What is being asked:
Where does the word "below" appear in the data? Copy every line that holds it.

Information provided START

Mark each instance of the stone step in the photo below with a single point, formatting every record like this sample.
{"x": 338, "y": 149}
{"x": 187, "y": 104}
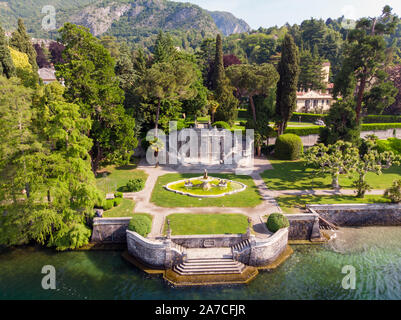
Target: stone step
{"x": 210, "y": 266}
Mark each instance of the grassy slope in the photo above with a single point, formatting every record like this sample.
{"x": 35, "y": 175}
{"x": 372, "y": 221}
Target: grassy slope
{"x": 190, "y": 224}
{"x": 294, "y": 175}
{"x": 117, "y": 177}
{"x": 163, "y": 198}
{"x": 293, "y": 204}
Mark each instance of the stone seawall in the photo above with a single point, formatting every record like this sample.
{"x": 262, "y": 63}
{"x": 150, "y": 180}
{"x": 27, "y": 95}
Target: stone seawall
{"x": 360, "y": 215}
{"x": 209, "y": 241}
{"x": 304, "y": 226}
{"x": 110, "y": 230}
{"x": 154, "y": 253}
{"x": 265, "y": 251}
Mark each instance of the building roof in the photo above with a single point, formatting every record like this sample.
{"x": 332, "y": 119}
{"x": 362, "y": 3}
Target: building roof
{"x": 313, "y": 95}
{"x": 47, "y": 74}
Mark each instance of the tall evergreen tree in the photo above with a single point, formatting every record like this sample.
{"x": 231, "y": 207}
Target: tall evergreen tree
{"x": 288, "y": 69}
{"x": 7, "y": 67}
{"x": 22, "y": 42}
{"x": 91, "y": 83}
{"x": 218, "y": 65}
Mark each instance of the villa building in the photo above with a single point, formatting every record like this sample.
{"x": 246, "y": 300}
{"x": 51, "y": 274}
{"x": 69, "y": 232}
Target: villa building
{"x": 313, "y": 101}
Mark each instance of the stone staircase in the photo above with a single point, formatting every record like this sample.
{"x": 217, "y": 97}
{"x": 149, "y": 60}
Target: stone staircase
{"x": 209, "y": 266}
{"x": 241, "y": 246}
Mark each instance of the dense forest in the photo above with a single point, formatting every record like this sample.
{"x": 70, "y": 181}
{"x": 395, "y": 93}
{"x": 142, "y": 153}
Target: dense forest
{"x": 57, "y": 137}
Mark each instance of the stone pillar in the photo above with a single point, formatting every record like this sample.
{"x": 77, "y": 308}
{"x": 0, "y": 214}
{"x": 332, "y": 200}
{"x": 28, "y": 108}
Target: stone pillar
{"x": 315, "y": 234}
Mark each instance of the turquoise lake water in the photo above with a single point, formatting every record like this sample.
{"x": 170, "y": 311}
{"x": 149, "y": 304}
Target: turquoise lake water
{"x": 312, "y": 272}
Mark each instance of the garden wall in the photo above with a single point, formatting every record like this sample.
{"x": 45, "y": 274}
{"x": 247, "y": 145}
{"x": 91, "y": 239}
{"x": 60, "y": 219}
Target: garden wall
{"x": 266, "y": 251}
{"x": 110, "y": 230}
{"x": 209, "y": 241}
{"x": 360, "y": 215}
{"x": 154, "y": 253}
{"x": 304, "y": 227}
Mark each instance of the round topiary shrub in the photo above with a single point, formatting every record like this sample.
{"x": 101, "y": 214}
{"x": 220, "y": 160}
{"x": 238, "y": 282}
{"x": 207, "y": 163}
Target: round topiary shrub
{"x": 134, "y": 185}
{"x": 276, "y": 222}
{"x": 141, "y": 225}
{"x": 221, "y": 125}
{"x": 288, "y": 147}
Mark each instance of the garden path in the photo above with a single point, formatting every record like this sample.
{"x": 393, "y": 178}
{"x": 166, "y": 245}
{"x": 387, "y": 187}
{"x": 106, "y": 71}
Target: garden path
{"x": 143, "y": 204}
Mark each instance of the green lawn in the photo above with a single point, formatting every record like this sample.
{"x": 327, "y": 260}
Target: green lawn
{"x": 125, "y": 209}
{"x": 190, "y": 224}
{"x": 294, "y": 204}
{"x": 294, "y": 175}
{"x": 163, "y": 198}
{"x": 110, "y": 179}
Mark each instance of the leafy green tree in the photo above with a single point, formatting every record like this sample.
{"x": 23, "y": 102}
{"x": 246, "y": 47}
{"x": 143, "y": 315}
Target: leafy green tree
{"x": 336, "y": 159}
{"x": 22, "y": 42}
{"x": 167, "y": 81}
{"x": 91, "y": 83}
{"x": 251, "y": 80}
{"x": 341, "y": 124}
{"x": 379, "y": 98}
{"x": 372, "y": 161}
{"x": 7, "y": 67}
{"x": 364, "y": 57}
{"x": 288, "y": 69}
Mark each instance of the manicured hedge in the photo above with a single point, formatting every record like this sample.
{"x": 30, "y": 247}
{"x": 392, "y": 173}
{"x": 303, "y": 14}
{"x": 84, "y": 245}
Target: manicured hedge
{"x": 380, "y": 126}
{"x": 277, "y": 221}
{"x": 306, "y": 131}
{"x": 140, "y": 224}
{"x": 221, "y": 125}
{"x": 381, "y": 119}
{"x": 303, "y": 131}
{"x": 288, "y": 147}
{"x": 307, "y": 117}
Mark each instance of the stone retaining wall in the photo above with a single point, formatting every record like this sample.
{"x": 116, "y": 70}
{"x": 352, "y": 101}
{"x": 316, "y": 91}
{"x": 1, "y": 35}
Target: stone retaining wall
{"x": 110, "y": 230}
{"x": 265, "y": 251}
{"x": 154, "y": 253}
{"x": 304, "y": 226}
{"x": 209, "y": 241}
{"x": 360, "y": 215}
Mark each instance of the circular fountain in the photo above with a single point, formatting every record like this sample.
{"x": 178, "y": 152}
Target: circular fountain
{"x": 205, "y": 187}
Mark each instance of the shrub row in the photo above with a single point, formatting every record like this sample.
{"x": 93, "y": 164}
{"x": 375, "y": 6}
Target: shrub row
{"x": 277, "y": 221}
{"x": 306, "y": 131}
{"x": 307, "y": 117}
{"x": 312, "y": 117}
{"x": 288, "y": 147}
{"x": 140, "y": 224}
{"x": 381, "y": 119}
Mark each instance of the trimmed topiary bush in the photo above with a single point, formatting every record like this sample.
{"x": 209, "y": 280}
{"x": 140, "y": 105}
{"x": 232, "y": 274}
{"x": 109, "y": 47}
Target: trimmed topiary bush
{"x": 394, "y": 193}
{"x": 221, "y": 125}
{"x": 288, "y": 147}
{"x": 117, "y": 201}
{"x": 277, "y": 221}
{"x": 134, "y": 185}
{"x": 141, "y": 225}
{"x": 118, "y": 195}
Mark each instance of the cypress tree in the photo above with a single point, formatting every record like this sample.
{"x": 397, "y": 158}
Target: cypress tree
{"x": 22, "y": 42}
{"x": 288, "y": 69}
{"x": 7, "y": 67}
{"x": 218, "y": 67}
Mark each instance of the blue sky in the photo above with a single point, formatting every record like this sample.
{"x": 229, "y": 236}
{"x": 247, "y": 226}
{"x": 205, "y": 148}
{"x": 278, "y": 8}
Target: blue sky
{"x": 267, "y": 13}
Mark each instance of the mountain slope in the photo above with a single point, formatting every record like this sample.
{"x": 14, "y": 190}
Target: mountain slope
{"x": 125, "y": 18}
{"x": 228, "y": 23}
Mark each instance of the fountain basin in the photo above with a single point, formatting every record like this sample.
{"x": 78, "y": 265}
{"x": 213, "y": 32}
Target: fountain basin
{"x": 198, "y": 189}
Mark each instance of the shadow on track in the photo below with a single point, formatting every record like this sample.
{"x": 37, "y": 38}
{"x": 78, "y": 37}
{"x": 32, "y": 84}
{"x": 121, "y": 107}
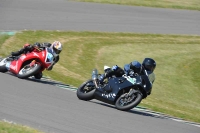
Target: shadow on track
{"x": 137, "y": 111}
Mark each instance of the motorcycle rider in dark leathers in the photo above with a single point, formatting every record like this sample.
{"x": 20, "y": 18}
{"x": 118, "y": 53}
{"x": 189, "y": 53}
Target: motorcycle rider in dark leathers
{"x": 55, "y": 48}
{"x": 132, "y": 69}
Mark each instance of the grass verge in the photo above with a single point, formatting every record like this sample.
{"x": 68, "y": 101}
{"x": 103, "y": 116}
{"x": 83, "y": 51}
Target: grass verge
{"x": 176, "y": 89}
{"x": 6, "y": 127}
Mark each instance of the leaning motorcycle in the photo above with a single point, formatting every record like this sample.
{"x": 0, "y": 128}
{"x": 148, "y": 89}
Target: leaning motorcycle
{"x": 29, "y": 64}
{"x": 124, "y": 92}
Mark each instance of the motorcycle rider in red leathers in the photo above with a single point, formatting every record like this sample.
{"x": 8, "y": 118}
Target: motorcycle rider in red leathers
{"x": 55, "y": 48}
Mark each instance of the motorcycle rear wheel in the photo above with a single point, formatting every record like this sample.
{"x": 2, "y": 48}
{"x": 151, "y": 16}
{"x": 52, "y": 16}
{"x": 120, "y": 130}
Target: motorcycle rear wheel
{"x": 29, "y": 71}
{"x": 85, "y": 92}
{"x": 124, "y": 106}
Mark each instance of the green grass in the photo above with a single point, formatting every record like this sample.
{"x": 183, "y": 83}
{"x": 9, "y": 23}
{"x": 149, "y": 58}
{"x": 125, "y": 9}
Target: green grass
{"x": 6, "y": 127}
{"x": 177, "y": 87}
{"x": 175, "y": 4}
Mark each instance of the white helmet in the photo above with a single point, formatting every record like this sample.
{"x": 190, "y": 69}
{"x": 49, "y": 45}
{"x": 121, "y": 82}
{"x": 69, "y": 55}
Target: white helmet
{"x": 56, "y": 47}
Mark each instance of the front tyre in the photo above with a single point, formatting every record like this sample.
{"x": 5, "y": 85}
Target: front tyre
{"x": 3, "y": 65}
{"x": 28, "y": 71}
{"x": 126, "y": 102}
{"x": 86, "y": 90}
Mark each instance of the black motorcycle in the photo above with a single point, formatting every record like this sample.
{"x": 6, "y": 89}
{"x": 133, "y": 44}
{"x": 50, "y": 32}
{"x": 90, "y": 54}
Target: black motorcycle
{"x": 124, "y": 92}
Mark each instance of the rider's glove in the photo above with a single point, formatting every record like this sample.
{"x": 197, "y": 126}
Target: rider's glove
{"x": 50, "y": 67}
{"x": 37, "y": 44}
{"x": 114, "y": 68}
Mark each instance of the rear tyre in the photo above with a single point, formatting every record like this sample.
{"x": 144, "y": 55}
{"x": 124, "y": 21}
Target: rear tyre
{"x": 125, "y": 103}
{"x": 86, "y": 90}
{"x": 28, "y": 71}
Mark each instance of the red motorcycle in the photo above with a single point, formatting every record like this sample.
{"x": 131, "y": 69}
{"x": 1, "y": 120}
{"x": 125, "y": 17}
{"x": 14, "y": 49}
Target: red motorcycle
{"x": 29, "y": 64}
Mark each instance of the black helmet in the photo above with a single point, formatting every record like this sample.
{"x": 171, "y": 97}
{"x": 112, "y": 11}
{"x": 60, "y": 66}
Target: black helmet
{"x": 136, "y": 66}
{"x": 149, "y": 64}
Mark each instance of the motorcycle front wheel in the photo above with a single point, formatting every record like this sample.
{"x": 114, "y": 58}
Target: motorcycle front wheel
{"x": 126, "y": 102}
{"x": 28, "y": 71}
{"x": 86, "y": 90}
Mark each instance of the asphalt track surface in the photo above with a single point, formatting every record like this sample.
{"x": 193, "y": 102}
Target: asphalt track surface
{"x": 78, "y": 16}
{"x": 53, "y": 109}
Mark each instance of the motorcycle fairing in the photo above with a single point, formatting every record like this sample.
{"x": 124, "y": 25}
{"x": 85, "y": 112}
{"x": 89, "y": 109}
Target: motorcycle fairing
{"x": 118, "y": 83}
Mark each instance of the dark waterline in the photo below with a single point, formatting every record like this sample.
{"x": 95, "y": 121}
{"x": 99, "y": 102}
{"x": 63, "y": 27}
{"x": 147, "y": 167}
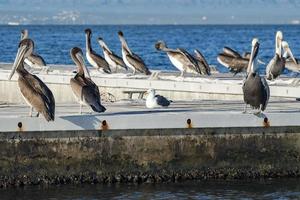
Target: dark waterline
{"x": 54, "y": 42}
{"x": 266, "y": 189}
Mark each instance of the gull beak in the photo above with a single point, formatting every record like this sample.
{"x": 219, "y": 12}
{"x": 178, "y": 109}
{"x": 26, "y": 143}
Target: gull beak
{"x": 19, "y": 58}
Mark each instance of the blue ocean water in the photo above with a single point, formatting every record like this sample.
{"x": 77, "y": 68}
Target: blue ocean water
{"x": 53, "y": 42}
{"x": 282, "y": 189}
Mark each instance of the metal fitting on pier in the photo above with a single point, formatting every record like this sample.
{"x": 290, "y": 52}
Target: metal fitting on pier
{"x": 189, "y": 123}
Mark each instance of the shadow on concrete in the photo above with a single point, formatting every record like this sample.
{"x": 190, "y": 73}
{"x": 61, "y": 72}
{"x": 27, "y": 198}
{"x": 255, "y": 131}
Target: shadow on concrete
{"x": 84, "y": 121}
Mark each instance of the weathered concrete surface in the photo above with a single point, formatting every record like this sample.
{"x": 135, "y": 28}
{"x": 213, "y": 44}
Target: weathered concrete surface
{"x": 147, "y": 156}
{"x": 218, "y": 86}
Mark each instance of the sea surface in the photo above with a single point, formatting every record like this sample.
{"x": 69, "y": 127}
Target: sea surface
{"x": 54, "y": 42}
{"x": 268, "y": 189}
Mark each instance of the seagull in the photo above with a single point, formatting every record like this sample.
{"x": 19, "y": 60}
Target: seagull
{"x": 153, "y": 100}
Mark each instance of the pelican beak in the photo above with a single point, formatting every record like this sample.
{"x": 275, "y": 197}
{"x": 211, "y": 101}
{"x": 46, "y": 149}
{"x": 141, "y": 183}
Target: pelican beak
{"x": 19, "y": 58}
{"x": 253, "y": 55}
{"x": 81, "y": 60}
{"x": 289, "y": 52}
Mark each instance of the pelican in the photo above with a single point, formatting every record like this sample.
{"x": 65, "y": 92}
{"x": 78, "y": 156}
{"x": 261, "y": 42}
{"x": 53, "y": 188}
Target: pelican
{"x": 233, "y": 60}
{"x": 153, "y": 100}
{"x": 33, "y": 60}
{"x": 36, "y": 94}
{"x": 84, "y": 89}
{"x": 131, "y": 59}
{"x": 291, "y": 63}
{"x": 94, "y": 59}
{"x": 277, "y": 63}
{"x": 112, "y": 59}
{"x": 202, "y": 63}
{"x": 255, "y": 88}
{"x": 180, "y": 58}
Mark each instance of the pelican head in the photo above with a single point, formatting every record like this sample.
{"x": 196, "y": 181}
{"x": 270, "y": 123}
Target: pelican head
{"x": 279, "y": 38}
{"x": 160, "y": 45}
{"x": 101, "y": 42}
{"x": 24, "y": 34}
{"x": 287, "y": 51}
{"x": 151, "y": 92}
{"x": 24, "y": 50}
{"x": 88, "y": 31}
{"x": 77, "y": 57}
{"x": 254, "y": 52}
{"x": 120, "y": 34}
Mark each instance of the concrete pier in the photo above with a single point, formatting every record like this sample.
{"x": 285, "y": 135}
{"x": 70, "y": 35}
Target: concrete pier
{"x": 142, "y": 145}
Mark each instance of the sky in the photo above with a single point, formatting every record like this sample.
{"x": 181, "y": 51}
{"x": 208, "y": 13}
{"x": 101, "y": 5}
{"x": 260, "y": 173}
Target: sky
{"x": 150, "y": 11}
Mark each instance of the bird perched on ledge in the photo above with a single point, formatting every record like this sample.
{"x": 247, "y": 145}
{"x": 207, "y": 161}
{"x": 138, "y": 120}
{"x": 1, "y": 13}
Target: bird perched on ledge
{"x": 131, "y": 59}
{"x": 93, "y": 58}
{"x": 153, "y": 100}
{"x": 84, "y": 89}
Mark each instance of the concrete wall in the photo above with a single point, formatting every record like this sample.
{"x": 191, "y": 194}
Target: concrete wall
{"x": 148, "y": 155}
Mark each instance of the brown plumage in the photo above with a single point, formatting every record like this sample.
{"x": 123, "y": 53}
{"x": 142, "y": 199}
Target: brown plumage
{"x": 132, "y": 60}
{"x": 93, "y": 58}
{"x": 85, "y": 90}
{"x": 35, "y": 92}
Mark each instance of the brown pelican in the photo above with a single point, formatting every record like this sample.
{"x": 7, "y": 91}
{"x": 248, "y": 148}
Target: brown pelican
{"x": 255, "y": 88}
{"x": 277, "y": 64}
{"x": 233, "y": 60}
{"x": 153, "y": 100}
{"x": 180, "y": 58}
{"x": 113, "y": 60}
{"x": 291, "y": 63}
{"x": 84, "y": 89}
{"x": 202, "y": 63}
{"x": 94, "y": 59}
{"x": 131, "y": 59}
{"x": 34, "y": 60}
{"x": 34, "y": 91}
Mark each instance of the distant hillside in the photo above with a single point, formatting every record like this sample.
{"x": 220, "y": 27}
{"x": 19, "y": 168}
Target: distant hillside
{"x": 149, "y": 11}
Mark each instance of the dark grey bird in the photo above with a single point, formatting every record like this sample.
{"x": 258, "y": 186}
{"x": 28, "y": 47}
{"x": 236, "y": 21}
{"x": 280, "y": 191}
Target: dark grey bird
{"x": 232, "y": 60}
{"x": 202, "y": 63}
{"x": 36, "y": 94}
{"x": 277, "y": 64}
{"x": 180, "y": 58}
{"x": 154, "y": 100}
{"x": 93, "y": 58}
{"x": 115, "y": 62}
{"x": 132, "y": 60}
{"x": 34, "y": 60}
{"x": 291, "y": 63}
{"x": 84, "y": 89}
{"x": 255, "y": 88}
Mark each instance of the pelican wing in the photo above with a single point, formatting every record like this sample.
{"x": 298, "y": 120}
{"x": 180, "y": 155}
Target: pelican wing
{"x": 204, "y": 65}
{"x": 38, "y": 95}
{"x": 101, "y": 62}
{"x": 162, "y": 101}
{"x": 91, "y": 95}
{"x": 117, "y": 60}
{"x": 138, "y": 63}
{"x": 194, "y": 65}
{"x": 235, "y": 65}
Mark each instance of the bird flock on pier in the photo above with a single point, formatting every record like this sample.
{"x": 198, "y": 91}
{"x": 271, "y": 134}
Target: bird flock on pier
{"x": 39, "y": 97}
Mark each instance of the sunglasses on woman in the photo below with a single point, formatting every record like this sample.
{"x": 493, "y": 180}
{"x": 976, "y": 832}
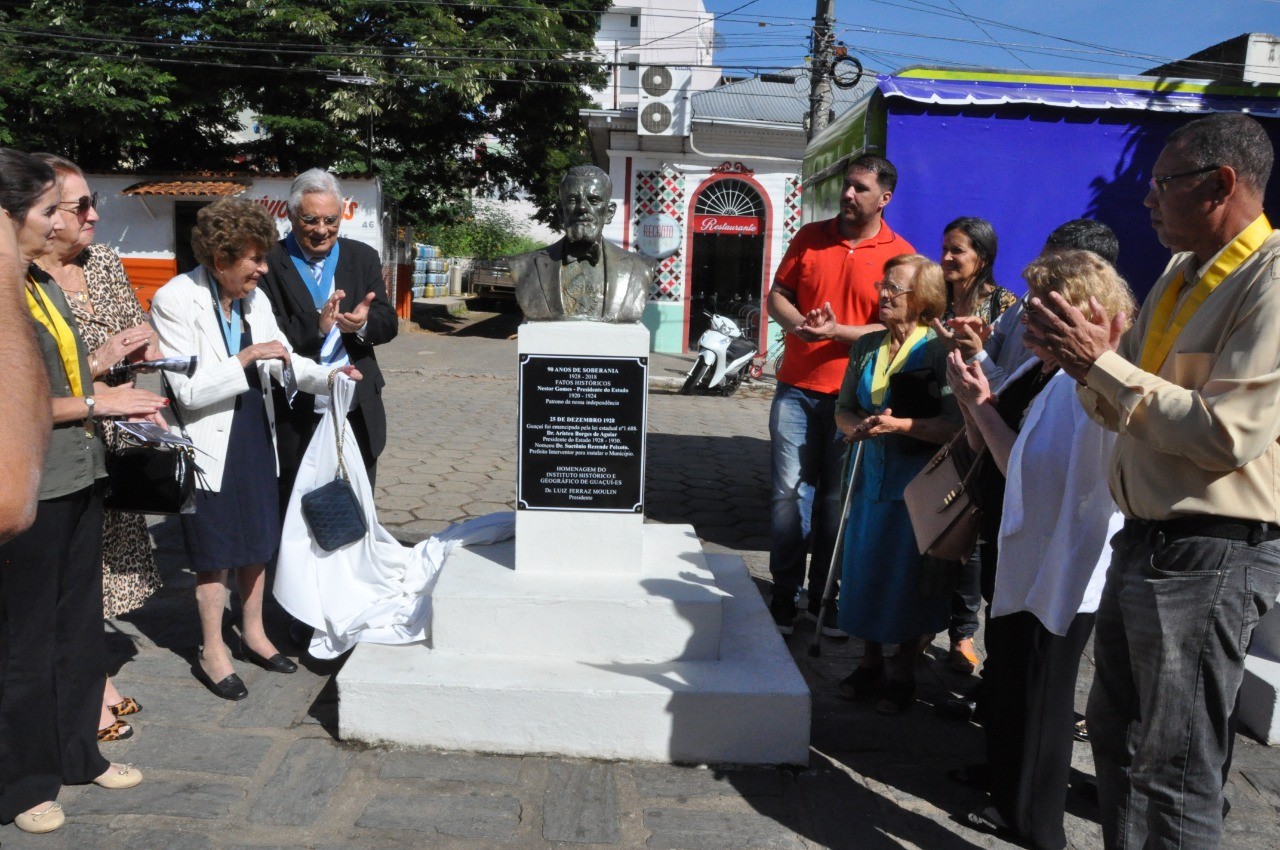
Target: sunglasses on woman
{"x": 81, "y": 206}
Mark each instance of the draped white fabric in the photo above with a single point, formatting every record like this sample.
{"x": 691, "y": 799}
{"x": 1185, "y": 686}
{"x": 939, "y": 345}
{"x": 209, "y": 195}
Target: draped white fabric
{"x": 375, "y": 589}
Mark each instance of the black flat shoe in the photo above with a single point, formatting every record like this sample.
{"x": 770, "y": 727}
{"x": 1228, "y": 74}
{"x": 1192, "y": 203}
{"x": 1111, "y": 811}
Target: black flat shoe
{"x": 956, "y": 708}
{"x": 988, "y": 821}
{"x": 860, "y": 682}
{"x": 277, "y": 663}
{"x": 231, "y": 688}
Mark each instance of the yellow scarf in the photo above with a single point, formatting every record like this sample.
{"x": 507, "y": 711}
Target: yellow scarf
{"x": 885, "y": 369}
{"x": 44, "y": 311}
{"x": 1165, "y": 325}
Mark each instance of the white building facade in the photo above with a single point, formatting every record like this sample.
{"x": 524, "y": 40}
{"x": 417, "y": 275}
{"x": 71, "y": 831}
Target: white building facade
{"x": 663, "y": 32}
{"x": 716, "y": 208}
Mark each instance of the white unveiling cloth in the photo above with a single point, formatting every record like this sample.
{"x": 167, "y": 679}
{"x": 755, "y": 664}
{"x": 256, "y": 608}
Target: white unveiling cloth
{"x": 1059, "y": 513}
{"x": 375, "y": 589}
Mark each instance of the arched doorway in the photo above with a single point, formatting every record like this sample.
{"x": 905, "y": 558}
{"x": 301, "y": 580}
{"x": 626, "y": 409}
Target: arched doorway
{"x": 728, "y": 237}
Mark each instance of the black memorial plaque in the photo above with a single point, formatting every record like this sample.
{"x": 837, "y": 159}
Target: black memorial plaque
{"x": 581, "y": 433}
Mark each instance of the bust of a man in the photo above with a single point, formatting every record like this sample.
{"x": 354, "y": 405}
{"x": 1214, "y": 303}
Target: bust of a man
{"x": 583, "y": 277}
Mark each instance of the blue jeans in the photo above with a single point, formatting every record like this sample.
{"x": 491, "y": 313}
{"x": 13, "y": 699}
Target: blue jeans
{"x": 808, "y": 461}
{"x": 1171, "y": 634}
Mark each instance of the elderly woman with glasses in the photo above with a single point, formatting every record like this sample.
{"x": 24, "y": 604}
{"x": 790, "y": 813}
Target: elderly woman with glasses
{"x": 110, "y": 323}
{"x": 51, "y": 648}
{"x": 894, "y": 407}
{"x": 218, "y": 312}
{"x": 1047, "y": 508}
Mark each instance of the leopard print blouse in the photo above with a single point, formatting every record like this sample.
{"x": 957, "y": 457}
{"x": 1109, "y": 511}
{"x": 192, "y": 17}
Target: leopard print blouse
{"x": 129, "y": 574}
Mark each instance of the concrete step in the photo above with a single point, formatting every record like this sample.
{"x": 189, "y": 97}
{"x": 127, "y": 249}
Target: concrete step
{"x": 749, "y": 707}
{"x": 671, "y": 611}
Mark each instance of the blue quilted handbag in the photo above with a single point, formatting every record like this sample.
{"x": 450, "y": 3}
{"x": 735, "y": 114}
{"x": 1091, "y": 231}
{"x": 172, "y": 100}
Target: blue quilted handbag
{"x": 332, "y": 510}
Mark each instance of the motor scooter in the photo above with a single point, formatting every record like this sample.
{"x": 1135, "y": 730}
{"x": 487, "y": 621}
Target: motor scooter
{"x": 725, "y": 359}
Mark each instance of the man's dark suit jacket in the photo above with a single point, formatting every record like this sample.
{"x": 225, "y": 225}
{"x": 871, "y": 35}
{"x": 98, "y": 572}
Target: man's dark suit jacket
{"x": 538, "y": 287}
{"x": 359, "y": 273}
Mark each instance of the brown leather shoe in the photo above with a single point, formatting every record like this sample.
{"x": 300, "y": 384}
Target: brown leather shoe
{"x": 963, "y": 657}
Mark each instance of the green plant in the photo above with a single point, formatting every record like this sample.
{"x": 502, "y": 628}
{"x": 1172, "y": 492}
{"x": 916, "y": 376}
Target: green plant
{"x": 483, "y": 232}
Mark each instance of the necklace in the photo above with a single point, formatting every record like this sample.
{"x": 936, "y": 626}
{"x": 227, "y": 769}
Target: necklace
{"x": 71, "y": 270}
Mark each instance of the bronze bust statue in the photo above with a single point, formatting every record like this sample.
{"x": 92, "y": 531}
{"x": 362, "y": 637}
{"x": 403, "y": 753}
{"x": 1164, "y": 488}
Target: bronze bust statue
{"x": 583, "y": 277}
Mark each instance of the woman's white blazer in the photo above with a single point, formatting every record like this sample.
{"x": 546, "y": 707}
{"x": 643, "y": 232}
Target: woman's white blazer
{"x": 182, "y": 314}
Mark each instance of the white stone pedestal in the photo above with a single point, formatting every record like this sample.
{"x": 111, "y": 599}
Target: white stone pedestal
{"x": 593, "y": 634}
{"x": 1260, "y": 691}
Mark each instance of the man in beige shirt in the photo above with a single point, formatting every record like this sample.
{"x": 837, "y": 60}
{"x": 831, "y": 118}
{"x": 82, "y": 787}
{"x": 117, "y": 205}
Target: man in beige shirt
{"x": 1193, "y": 392}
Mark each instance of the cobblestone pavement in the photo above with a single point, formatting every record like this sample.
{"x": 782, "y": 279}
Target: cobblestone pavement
{"x": 269, "y": 772}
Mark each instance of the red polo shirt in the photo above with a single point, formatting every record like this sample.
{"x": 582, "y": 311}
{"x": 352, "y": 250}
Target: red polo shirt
{"x": 819, "y": 266}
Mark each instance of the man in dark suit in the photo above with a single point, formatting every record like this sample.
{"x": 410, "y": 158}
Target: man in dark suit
{"x": 329, "y": 300}
{"x": 583, "y": 277}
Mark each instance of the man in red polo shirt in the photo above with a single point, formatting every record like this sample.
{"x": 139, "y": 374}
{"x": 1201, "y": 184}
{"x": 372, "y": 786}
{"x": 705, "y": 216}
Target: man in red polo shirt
{"x": 823, "y": 297}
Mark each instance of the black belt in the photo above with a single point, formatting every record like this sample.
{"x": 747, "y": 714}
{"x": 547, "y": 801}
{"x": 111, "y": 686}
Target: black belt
{"x": 1252, "y": 531}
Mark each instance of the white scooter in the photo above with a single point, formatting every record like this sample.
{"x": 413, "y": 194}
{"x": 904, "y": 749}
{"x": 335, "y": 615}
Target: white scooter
{"x": 725, "y": 357}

Information provided END

Result:
Mark each instance of the stone step in the photo below with a single point, formatting every record like this sample.
Mark each instance of the shadow on track in the photo below with a single point, formatting every record like this sample.
Mark each instance of the dark waterline in the photo below with a single point, formatting every record like this sample.
Mark each instance of the sunglasses on woman in the photo below with a single point, formatting every record like this sample.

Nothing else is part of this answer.